EXCERPT TO READ
I was baking bread. my son (4) was helping.
Me: Okay now this dough needs to sit for 30 min.
Kid: Oh okay.
– 30min later –
Me: Okay now this dough is ready to come out.
Kid: Do you think he learned his lesson?
(in his mind, SIT = TIME OUT)
Harlow sounds a lot like my son Noah. He also keeps a track record of what I have said he can do when he gets older, and he also uses it against me. I think our kids are communicating somehow.
That My Little Pony story reminds me of when my mother was reading Peter Pan to my oldest (who is now 21 but was about 2 at the time). They wrre on the page where Hook and Smee have Princess Tiger Lily in the boat and are taking her into the cave to tie her up where the tide will get her and Peter Pan will have to save her:
Amy (pointing to characters in the boat): Who’s that?
Gramma: That’s Captain Hook.
Amy: Who’s that?
Gramma: That’s Smee.
Amy: That’s *you* Gramma?
Gramma: No – it’s Smee.
(say it out loud, you’ll get it)
I should also add that Amy was the one who kept me in stitches all the time when she was little. Like the time I went into daycare to pick her up and her stuffed rabbit, Mr. Bun, was sitting in time out at the front desk, where children are usually sent to color until they can calm down. I raise my eyebrows at the receptionist and she giggles and says that oh yes – it was quite a day. So I go back to the 3-year-old room and find Amy and ask her how her day went.
Amy (takes a deep breath and plants her fists on her hips and rolls her eyes to the ceiling): WELL. Mr. Bun was naughty and was sent to time out. He was very disruptive during nap time and woke THREE other children. (Yes – she used the word ‘disruptive’!)
Me: Oh really?
Amy (very seriously nodding her head): Oh yes! I was lying quietly on my cot and Mr. Bun was jumping up in the air (here she mimics a tossing motion) and screaming “WHEEEEE!!”
In the midst of a phase in which she slammed shut any door she walked by, she slammed yet another door.
Me: Stop shutting all the doors!
Her: I didn’t! I only shut that one.

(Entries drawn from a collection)
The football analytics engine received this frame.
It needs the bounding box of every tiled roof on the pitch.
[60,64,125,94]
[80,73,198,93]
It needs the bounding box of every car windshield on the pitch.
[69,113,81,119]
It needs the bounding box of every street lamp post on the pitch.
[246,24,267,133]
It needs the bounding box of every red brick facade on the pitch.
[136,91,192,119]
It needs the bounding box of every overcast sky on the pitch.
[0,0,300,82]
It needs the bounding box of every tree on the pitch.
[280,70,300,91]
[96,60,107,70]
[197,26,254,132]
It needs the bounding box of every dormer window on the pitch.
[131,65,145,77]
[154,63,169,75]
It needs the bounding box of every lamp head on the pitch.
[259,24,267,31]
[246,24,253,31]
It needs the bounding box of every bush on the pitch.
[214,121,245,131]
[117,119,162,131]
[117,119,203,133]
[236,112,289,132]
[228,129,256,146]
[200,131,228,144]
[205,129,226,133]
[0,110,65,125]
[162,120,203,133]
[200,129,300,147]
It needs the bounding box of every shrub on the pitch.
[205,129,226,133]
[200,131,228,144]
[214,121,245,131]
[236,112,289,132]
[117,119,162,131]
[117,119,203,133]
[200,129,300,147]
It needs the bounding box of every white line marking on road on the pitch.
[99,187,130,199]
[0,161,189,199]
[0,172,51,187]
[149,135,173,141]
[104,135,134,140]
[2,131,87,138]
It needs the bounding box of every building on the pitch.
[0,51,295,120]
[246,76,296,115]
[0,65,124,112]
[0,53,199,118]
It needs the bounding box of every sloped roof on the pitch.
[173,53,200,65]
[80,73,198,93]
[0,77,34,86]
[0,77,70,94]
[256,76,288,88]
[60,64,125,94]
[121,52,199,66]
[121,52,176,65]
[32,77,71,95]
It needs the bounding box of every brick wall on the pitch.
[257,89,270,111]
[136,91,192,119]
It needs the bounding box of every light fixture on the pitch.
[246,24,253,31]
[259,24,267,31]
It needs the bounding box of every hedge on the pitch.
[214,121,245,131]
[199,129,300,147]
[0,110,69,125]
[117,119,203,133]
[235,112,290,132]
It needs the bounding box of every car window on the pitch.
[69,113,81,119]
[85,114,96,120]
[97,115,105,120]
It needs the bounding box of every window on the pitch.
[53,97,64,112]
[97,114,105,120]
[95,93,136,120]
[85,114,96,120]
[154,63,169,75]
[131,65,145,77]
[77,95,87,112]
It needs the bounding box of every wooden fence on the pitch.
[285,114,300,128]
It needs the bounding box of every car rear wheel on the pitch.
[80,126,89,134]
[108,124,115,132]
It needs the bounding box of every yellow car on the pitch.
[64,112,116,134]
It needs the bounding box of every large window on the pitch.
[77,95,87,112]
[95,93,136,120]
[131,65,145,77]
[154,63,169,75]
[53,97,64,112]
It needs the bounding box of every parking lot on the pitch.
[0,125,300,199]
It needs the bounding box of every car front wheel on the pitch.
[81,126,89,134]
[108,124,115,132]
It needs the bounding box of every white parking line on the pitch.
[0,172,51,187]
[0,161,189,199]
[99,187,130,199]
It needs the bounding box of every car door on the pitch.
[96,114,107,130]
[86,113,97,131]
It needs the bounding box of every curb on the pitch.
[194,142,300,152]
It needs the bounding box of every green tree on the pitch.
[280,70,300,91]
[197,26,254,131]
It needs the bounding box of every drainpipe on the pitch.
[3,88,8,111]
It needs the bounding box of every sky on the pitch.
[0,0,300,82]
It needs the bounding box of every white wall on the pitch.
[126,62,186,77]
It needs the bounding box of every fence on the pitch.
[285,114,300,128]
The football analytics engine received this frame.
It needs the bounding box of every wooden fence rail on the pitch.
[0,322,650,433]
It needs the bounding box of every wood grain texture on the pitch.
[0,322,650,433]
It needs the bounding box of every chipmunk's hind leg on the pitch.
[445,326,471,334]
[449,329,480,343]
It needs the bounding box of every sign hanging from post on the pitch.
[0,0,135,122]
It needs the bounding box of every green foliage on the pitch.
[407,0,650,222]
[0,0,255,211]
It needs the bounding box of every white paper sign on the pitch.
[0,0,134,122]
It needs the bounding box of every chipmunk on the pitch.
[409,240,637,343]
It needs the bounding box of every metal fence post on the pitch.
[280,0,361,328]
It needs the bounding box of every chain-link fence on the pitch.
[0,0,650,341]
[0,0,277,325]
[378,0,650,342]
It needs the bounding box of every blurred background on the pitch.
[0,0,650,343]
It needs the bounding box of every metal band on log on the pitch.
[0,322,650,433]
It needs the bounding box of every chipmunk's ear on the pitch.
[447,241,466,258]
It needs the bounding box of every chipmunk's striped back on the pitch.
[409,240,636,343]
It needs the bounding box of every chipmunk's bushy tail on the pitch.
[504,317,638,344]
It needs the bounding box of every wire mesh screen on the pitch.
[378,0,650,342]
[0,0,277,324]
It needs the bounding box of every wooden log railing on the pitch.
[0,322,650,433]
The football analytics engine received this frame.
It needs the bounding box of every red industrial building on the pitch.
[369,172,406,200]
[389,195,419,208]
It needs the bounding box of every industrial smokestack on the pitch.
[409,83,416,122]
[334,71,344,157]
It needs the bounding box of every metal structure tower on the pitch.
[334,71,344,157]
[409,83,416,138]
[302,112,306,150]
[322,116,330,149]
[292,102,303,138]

TASK SET
1 – In the stories about kids, shorten the paragraph that begins "I should also add that Amy" while keeping its main facts.
2 – Transcribe the part of the stories about kids starting with "Kid: Oh okay." and going on through "are communicating somehow.".
Work only from the stories about kids.

ANSWERS PROVIDED
1 – Amy often had me laughing when she was little. Once, picking her up from daycare, I found her stuffed rabbit, Mr. Bun, in time out at the front desk, where children are sent to color until they calm down. The receptionist giggled and said it had been quite a day, so I went to the 3-year-old room to ask Amy how her day went.

2 –
Kid: Oh okay.
– 30min later –
Me: Okay now this dough is ready to come out.
Kid: Do you think he learned his lesson?
(in his mind, SIT = TIME OUT)
Harlow sounds a lot like my son Noah. He also keeps a track record of what I have said he can do when he gets older, and he also uses it against me. I think our kids are communicating somehow.